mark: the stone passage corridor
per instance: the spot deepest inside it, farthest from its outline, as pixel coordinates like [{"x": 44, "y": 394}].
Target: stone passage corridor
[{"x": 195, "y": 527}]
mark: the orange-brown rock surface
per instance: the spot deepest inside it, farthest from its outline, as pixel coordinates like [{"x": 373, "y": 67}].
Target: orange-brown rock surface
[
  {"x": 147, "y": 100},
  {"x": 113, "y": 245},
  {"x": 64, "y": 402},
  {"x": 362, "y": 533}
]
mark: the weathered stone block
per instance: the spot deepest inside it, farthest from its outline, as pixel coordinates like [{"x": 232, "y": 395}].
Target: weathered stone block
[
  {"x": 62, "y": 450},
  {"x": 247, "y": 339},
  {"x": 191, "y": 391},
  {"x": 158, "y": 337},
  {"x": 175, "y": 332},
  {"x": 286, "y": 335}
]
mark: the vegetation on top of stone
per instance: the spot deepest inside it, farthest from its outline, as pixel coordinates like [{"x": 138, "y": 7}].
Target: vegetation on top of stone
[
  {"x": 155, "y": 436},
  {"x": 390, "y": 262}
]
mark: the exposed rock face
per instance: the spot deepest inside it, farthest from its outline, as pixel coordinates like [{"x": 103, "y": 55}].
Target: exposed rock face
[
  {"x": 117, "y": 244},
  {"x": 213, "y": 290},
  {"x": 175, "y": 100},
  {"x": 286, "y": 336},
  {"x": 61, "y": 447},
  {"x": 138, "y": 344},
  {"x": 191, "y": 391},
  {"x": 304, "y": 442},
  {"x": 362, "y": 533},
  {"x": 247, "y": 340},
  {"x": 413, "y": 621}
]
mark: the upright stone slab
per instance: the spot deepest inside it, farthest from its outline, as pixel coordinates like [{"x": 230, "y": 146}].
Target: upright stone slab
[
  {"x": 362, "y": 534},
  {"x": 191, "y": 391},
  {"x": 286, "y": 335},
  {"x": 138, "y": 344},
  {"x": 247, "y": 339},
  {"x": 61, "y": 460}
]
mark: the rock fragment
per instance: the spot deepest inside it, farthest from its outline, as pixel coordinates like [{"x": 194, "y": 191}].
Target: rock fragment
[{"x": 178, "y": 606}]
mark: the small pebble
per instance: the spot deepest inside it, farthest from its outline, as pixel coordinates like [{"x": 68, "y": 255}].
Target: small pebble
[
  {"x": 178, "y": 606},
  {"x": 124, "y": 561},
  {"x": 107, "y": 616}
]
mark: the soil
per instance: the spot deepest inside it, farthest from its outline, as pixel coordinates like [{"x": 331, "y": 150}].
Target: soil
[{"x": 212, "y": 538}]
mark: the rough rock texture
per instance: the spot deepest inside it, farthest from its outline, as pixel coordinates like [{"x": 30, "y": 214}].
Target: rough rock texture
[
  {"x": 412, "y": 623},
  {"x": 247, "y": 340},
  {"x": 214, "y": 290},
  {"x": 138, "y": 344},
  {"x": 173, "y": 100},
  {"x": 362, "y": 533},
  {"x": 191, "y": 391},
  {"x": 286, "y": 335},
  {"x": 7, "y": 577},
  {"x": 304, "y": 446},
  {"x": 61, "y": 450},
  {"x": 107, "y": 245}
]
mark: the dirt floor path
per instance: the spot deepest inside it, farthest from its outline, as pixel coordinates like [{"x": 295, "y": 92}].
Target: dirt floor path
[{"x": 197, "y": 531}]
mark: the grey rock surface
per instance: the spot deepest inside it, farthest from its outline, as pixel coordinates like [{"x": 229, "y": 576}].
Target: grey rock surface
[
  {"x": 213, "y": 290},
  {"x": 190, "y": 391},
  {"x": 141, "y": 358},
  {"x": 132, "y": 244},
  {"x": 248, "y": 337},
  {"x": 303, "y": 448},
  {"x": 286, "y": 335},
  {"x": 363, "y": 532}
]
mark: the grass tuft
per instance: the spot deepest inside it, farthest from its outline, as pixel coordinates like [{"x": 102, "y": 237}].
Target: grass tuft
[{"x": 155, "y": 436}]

------

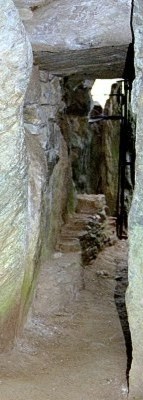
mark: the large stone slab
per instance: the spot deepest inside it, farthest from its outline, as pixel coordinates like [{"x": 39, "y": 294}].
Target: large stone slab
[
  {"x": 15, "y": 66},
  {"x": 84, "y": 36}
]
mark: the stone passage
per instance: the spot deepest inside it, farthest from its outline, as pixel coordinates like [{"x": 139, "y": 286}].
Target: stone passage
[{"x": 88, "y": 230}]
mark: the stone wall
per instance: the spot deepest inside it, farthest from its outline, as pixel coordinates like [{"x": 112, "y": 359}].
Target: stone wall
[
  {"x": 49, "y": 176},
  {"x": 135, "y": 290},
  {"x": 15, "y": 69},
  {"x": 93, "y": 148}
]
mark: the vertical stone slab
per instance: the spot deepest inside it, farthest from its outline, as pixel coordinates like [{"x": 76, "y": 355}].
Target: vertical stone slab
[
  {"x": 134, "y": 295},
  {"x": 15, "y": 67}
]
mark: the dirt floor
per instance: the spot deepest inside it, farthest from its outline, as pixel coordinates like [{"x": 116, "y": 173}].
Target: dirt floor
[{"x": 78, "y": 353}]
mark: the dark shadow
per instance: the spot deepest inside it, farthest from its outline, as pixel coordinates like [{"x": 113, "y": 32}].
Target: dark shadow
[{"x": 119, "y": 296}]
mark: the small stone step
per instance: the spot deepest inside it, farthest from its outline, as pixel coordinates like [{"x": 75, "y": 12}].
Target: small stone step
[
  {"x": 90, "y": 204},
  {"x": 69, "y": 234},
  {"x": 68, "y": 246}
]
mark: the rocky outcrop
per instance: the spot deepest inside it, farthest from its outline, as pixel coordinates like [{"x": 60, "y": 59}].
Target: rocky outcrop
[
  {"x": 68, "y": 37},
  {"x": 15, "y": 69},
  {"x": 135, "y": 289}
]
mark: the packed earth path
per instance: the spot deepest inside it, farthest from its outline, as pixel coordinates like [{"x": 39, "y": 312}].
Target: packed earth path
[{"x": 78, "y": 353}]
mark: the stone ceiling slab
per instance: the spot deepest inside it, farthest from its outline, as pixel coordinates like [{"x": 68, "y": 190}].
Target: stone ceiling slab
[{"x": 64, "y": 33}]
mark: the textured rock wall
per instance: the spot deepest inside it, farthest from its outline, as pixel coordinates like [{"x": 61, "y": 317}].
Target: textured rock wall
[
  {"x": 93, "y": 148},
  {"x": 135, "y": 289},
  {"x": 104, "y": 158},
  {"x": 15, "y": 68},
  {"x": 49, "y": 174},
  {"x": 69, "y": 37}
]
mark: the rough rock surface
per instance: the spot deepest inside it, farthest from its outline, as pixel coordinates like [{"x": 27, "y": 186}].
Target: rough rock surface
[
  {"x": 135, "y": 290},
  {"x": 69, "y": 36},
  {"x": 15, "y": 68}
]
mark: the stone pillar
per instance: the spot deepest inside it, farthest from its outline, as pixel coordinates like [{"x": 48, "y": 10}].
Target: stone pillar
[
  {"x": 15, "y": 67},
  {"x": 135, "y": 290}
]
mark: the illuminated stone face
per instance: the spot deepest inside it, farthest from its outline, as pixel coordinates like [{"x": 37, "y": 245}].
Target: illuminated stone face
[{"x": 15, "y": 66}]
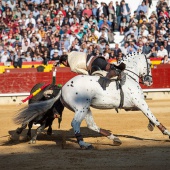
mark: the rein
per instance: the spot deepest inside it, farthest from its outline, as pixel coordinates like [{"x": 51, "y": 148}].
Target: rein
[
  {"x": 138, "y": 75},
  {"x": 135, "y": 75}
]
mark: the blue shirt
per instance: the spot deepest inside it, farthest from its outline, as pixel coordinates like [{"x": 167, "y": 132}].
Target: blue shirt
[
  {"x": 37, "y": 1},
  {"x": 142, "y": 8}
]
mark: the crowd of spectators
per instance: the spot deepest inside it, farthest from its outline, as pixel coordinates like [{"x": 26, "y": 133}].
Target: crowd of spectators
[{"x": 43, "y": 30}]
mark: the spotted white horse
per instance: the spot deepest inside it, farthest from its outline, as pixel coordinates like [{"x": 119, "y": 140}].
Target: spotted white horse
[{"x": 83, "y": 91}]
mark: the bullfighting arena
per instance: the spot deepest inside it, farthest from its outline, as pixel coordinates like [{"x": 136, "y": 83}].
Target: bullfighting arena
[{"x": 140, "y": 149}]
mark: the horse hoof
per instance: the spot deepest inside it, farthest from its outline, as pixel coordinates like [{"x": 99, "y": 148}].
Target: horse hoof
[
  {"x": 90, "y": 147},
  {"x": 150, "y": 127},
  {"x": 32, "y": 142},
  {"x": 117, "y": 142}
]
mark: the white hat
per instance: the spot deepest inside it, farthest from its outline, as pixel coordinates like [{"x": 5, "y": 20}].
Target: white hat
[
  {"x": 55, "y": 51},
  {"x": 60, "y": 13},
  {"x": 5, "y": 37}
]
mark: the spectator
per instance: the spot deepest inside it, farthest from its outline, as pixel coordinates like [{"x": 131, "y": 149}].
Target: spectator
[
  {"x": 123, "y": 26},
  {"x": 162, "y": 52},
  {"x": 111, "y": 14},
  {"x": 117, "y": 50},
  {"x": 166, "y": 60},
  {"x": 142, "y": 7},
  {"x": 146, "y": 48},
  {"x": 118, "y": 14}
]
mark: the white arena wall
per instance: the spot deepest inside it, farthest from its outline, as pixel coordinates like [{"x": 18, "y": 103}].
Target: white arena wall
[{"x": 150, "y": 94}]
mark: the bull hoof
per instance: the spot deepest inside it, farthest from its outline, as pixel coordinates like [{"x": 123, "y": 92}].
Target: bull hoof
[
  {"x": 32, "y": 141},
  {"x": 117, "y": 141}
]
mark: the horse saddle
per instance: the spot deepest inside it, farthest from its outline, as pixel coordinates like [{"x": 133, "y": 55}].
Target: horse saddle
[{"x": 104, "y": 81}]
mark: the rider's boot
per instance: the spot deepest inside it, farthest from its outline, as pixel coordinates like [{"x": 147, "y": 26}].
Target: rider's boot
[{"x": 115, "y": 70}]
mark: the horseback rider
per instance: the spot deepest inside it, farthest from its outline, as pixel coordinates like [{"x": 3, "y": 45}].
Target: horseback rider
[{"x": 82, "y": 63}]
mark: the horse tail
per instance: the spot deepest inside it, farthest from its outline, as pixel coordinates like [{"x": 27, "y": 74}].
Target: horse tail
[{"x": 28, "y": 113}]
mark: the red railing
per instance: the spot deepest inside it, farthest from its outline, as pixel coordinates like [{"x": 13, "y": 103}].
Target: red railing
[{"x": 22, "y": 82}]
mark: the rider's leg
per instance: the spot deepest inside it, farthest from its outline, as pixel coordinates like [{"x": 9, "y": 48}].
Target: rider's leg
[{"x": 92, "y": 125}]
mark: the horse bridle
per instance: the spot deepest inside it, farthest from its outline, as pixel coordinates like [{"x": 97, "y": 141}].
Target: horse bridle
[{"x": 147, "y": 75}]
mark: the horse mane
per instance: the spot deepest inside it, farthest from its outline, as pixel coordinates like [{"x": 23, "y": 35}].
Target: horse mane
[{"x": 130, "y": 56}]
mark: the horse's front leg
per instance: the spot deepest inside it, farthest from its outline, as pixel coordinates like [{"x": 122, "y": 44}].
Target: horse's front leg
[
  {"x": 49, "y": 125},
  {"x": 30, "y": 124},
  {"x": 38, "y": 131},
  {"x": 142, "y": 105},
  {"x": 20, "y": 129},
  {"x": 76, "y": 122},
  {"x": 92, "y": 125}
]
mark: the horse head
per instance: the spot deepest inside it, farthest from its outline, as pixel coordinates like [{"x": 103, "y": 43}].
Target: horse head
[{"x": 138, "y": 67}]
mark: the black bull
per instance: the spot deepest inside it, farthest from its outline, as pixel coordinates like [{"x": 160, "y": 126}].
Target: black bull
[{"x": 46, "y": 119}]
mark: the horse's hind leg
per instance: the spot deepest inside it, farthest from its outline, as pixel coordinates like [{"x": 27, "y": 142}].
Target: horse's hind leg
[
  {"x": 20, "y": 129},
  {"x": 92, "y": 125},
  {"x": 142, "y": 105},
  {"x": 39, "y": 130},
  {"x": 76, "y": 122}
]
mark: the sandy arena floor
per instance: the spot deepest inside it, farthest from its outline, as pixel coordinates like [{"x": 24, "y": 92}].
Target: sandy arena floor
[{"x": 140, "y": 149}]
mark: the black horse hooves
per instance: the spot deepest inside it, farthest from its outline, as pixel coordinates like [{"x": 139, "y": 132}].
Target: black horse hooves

------

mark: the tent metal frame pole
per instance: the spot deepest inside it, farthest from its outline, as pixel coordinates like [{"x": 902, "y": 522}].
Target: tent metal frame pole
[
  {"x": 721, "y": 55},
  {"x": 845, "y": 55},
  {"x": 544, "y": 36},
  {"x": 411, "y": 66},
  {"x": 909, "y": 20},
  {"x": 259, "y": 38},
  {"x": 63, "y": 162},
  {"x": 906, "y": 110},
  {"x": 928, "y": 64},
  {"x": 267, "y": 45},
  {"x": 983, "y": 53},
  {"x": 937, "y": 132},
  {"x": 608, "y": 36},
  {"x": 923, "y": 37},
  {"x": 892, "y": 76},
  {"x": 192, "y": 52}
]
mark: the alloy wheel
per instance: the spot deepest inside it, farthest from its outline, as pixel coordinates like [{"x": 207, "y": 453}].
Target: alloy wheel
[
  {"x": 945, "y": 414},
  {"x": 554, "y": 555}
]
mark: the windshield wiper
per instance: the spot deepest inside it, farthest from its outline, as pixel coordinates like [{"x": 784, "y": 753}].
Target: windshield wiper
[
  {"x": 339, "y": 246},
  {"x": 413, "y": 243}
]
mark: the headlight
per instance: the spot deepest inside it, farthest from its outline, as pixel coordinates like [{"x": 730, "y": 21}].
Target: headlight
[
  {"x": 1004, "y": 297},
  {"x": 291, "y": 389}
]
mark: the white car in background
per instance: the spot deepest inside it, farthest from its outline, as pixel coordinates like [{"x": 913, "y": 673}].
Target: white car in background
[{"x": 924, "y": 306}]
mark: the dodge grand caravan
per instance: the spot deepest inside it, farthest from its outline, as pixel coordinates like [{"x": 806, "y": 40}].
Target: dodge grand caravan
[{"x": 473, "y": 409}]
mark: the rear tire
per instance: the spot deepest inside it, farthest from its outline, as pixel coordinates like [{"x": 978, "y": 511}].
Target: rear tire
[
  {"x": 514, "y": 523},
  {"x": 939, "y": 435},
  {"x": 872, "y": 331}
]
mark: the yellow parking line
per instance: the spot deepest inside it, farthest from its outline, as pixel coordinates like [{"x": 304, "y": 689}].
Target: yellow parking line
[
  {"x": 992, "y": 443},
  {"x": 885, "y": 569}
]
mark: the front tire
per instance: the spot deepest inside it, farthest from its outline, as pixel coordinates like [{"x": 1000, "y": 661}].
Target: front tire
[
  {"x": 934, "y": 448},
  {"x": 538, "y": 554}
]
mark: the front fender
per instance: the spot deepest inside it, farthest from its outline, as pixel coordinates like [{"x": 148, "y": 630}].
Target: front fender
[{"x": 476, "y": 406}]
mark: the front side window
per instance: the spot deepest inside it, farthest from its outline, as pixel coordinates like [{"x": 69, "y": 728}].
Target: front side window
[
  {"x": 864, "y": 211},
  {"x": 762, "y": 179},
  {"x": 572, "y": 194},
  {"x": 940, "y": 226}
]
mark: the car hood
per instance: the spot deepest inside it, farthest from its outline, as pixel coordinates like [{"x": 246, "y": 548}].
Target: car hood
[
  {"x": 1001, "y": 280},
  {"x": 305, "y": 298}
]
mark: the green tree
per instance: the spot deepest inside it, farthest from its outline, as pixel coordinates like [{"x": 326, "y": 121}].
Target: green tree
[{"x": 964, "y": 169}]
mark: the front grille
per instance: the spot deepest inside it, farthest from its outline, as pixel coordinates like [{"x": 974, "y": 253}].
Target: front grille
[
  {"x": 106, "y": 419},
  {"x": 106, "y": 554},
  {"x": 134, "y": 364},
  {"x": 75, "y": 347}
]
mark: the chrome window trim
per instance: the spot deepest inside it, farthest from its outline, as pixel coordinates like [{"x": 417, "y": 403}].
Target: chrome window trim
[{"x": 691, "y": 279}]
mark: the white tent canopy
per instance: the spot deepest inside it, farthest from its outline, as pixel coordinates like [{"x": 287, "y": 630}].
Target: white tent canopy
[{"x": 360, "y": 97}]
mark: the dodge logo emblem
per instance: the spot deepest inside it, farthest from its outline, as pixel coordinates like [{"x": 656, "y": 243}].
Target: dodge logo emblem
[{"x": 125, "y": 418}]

------

WHAT IS REQUIRED:
Rescale the entries from the line containing "mark: the horse head" up to and including the line containing "Target: black horse hooves", and reproduce every line of that span with the requests included. Multiply each coordinate in the answers by 1.95 and round it to a whole number, rounding halves up. Leave the requests and their format samples unchanged.

ANSWER TO THE TASK:
mark: the horse head
per instance: the spot deepest inside it, farthest from its outline, as pixel coordinates like [{"x": 103, "y": 43}].
Target: horse head
[{"x": 269, "y": 131}]
mark: the black bull
per instance: the spot deepest inside it, farthest from its outline, as pixel coordinates like [{"x": 160, "y": 126}].
Target: black bull
[{"x": 90, "y": 232}]
mark: the horse's hind leg
per instance: the spot deepest inside it, farthest from its outline, as pixel coordinates like [{"x": 27, "y": 142}].
Target: horse's hind leg
[
  {"x": 39, "y": 252},
  {"x": 179, "y": 244},
  {"x": 277, "y": 205},
  {"x": 76, "y": 254},
  {"x": 148, "y": 238}
]
mark: the sandy arena floor
per instance: the spot deepest inside it, farthest from its outline, as pixel coordinates like [{"x": 24, "y": 92}].
Target: sandy arena floor
[{"x": 273, "y": 291}]
mark: the black horse hooves
per instance: the spot deepest inside it, farthest from its outline, as pixel coordinates like [{"x": 139, "y": 132}].
Target: black horse hooves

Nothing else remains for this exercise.